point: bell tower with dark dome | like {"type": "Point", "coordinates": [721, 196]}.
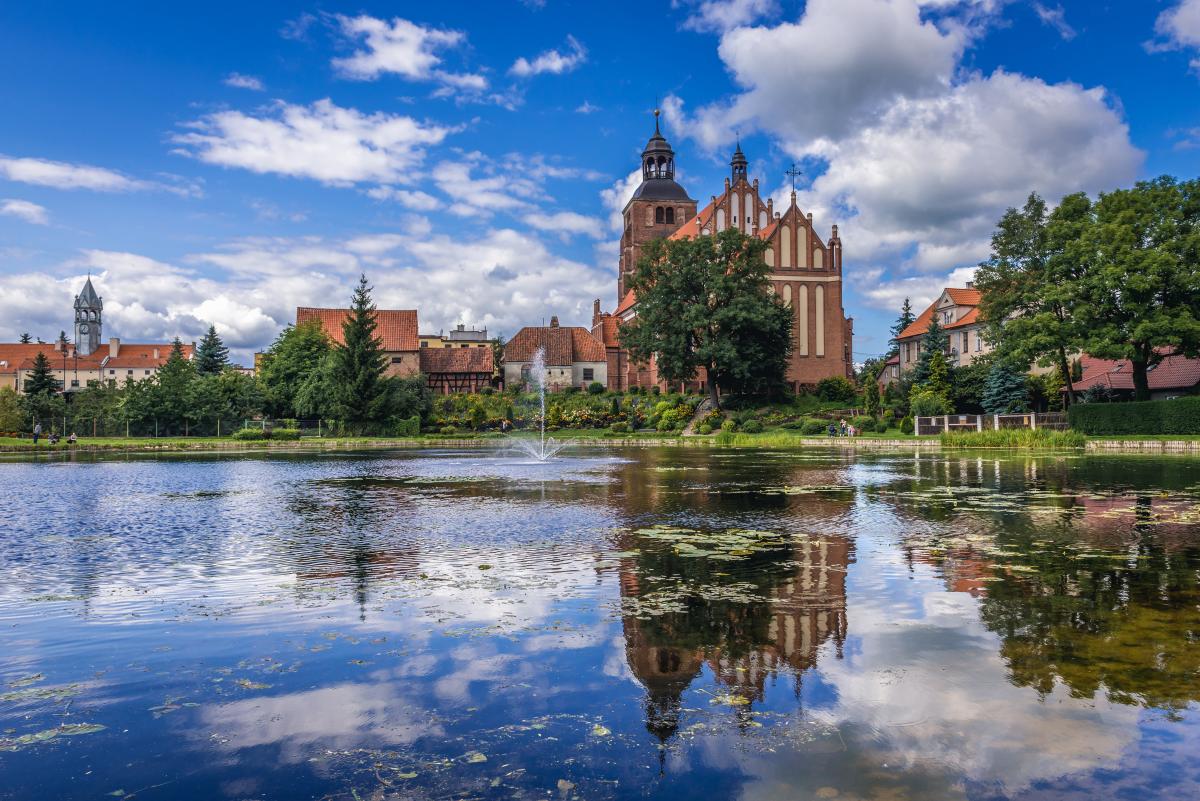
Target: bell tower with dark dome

- - -

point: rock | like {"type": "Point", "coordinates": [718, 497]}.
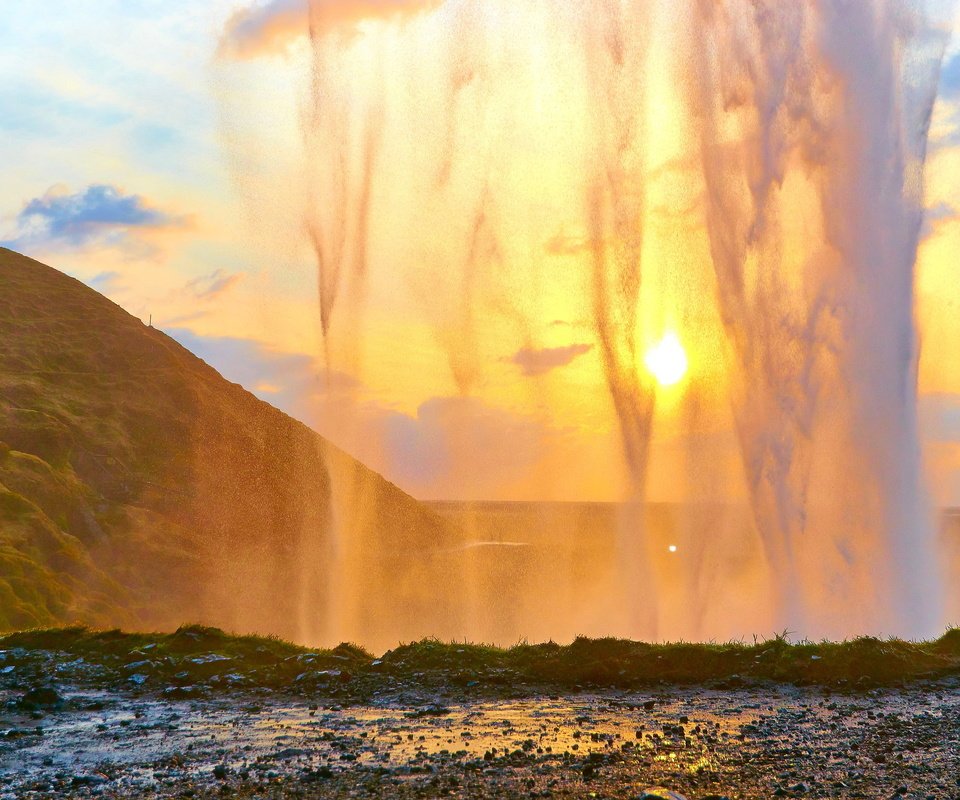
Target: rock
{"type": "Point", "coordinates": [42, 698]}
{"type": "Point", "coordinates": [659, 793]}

- - -

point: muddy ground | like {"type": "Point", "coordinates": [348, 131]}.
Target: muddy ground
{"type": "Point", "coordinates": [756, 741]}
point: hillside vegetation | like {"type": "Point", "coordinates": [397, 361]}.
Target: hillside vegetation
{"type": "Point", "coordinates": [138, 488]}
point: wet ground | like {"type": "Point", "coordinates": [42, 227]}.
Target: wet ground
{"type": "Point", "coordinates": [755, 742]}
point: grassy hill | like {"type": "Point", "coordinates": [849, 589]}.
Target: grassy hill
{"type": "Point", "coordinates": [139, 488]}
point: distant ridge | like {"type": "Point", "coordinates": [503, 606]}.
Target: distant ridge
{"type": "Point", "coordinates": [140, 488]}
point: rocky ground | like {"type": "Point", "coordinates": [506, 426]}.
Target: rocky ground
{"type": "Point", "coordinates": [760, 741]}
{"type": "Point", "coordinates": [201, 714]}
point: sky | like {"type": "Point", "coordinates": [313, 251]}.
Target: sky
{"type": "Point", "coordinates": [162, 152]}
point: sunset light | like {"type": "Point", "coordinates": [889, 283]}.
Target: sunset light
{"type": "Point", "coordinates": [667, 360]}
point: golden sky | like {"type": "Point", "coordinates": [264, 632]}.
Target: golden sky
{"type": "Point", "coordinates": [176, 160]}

- - -

Activity: Only the lines above from the one containing "point: bell tower" through the one containing "Target: bell tower with dark dome" should be returned, verbatim and inclusive, with pictures excluded.

The completed task:
point: bell tower with dark dome | like {"type": "Point", "coordinates": [721, 196]}.
Target: bell tower with dark dome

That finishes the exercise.